* **PROBLEMA PLANTEADO A**: Filtra los registros y copia cada línea en la que aparezca la palabra "counter".

* **FRAGMENTO SELECCIONADO**:
◇ ◇ ◇ ◇
En el escenario, una mesa, pequeños bancos de madera, algunos utensilios de cocina colgados de una vara. Lo demás, espacio negro. Y Mirita Muñoz, como Cristina; Rubén J. Martínez Molina como Juan y Lucre Estévez como la señorita Julia. El diseño minimalista de Rolando Estévez ha dejado sitio al desempeño actoral, y es una acertada decisión, porque aquí lo que importa, superados ya los años del naturalismo que pretendía ser aquella “tajada de la vida”, es el conflicto que mueve a esos tres seres. Un conflicto que el texto va exponiendo progresivamente, cargándolo de deseos y frustraciones, y que debe crecer, como otro delirio, en una celebración de la fatalidad y no de la vida, como suponemos que ocurra en la fiesta de esa noche de San Juan.

“Mirita Muñoz es quien saca mejor partido de su Cristina, gracias a una experiencia y un talento que la confirman como una veterana de muchos recursos”.

Desde ese pacto debería crecer la puesta, en la cual se apunta la idea de un juego con los objetos y sonidos que se difumina tras las primeras escenas, pero que también se arriesga al pisar un terreno donde falta todavía mucho por dominar, en cuanto a subtextos y transiciones, sin lo cual se atropellan los parlamentos, se pierden matices de muchos tipos, y los actores encargados de dar vida a Julia y a Juan, regresan a la vista del público en sus entradas y salidas, con una carga de energía que no se diferencia mucho de la que ya habían desplegado antes de que sus personajes vivieran nuevas contradicciones a lo largo de la trama. Prueba de ello se tiene cuando retornan tras haber tenido relaciones sexuales: no basta con seguir descomponiendo el vestuario de ella para dar esa idea, debe haber un elemento sicológico que la desnude aún con más fuerza, evidenciando la crisis interior en la que Julia se ha hundido y de la cual ya no tiene escapatoria.

En ese sentido, Mirita Muñoz es quien saca mejor partido de su Cristina, gracias a una experiencia y un talento que la confirman como una veterana de muchos recursos. Dominio de la palabra en la proyección y la dicción, y el sentido real de sus palabras, son armas que no desaprovecha en su cocinera, y de las que deberían retroalimentarse sus colegas en escena. A su lado, los más jóvenes, que son quienes llevan el peso del argumento, tienen que persistir en ganar matices, hondura, en dar el tiempo preciso a sus diálogos, y acaso en dejar de crear extrañamientos sobre la pauta textual que una obra como esta no puede asumir sin ir hasta el fondo de sus neurosis.
◇ ◇ ◇ ◇
* **PROBLEMA PLANTEADO B**: Transcribe un pasaje de la reseña teatral: empieza en las palabras que contienen "En el escenario, una" y detente después de "de San Juan.".
◇ ◇ ◇ ◇
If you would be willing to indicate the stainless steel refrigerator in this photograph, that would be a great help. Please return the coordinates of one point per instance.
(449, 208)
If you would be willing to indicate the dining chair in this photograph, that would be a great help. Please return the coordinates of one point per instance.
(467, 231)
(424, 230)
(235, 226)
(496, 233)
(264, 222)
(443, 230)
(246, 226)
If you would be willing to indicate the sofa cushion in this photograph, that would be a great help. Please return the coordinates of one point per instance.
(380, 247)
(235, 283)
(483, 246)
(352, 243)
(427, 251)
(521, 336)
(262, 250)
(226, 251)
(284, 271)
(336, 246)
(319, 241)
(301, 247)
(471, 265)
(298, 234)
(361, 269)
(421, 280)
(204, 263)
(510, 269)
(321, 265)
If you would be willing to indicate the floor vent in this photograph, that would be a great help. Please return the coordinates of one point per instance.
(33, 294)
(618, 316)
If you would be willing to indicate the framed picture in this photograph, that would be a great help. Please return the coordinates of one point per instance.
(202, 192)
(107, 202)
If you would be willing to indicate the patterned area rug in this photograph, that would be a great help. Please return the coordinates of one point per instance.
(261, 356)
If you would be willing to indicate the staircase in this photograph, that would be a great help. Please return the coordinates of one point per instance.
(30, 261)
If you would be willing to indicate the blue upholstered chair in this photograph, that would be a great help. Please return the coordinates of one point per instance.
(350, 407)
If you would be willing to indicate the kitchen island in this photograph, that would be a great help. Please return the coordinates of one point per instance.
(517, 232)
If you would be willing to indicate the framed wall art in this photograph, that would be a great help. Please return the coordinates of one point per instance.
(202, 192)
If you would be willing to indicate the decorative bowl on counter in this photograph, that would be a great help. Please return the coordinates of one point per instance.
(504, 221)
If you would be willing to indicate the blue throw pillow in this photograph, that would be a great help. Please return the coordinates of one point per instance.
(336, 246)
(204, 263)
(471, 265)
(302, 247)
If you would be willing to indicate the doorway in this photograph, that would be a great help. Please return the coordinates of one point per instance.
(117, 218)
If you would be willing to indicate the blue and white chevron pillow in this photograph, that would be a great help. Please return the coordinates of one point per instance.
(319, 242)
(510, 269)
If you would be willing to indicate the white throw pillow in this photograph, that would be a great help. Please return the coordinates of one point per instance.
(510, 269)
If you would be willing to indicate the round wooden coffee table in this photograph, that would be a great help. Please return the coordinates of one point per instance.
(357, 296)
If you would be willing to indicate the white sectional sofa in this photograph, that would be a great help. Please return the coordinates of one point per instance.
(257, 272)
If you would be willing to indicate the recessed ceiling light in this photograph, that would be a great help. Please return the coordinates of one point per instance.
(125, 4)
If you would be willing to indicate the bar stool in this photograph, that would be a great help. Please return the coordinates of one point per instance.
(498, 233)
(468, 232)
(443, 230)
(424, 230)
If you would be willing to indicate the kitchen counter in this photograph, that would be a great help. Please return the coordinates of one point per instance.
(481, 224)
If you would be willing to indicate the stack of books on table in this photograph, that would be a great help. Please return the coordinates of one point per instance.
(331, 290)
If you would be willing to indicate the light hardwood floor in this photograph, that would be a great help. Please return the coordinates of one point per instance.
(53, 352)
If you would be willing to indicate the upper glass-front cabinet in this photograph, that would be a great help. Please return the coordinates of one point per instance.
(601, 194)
◇ ◇ ◇ ◇
* **RESPUESTA COMPLETA A**:
If you would be willing to indicate the decorative bowl on counter in this photograph, that would be a great help. Please return the coordinates of one point per instance.
If you would be willing to indicate the kitchen counter in this photograph, that would be a great help. Please return the coordinates of one point per instance.

* **RESPUESTA COMPLETA B**:
En el escenario, una mesa, pequeños bancos de madera, algunos utensilios de cocina colgados de una vara. Lo demás, espacio negro. Y Mirita Muñoz, como Cristina; Rubén J. Martínez Molina como Juan y Lucre Estévez como la señorita Julia. El diseño minimalista de Rolando Estévez ha dejado sitio al desempeño actoral, y es una acertada decisión, porque aquí lo que importa, superados ya los años del naturalismo que pretendía ser aquella “tajada de la vida”, es el conflicto que mueve a esos tres seres. Un conflicto que el texto va exponiendo progresivamente, cargándolo de deseos y frustraciones, y que debe crecer, como otro delirio, en una celebración de la fatalidad y no de la vida, como suponemos que ocurra en la fiesta de esa noche de San Juan.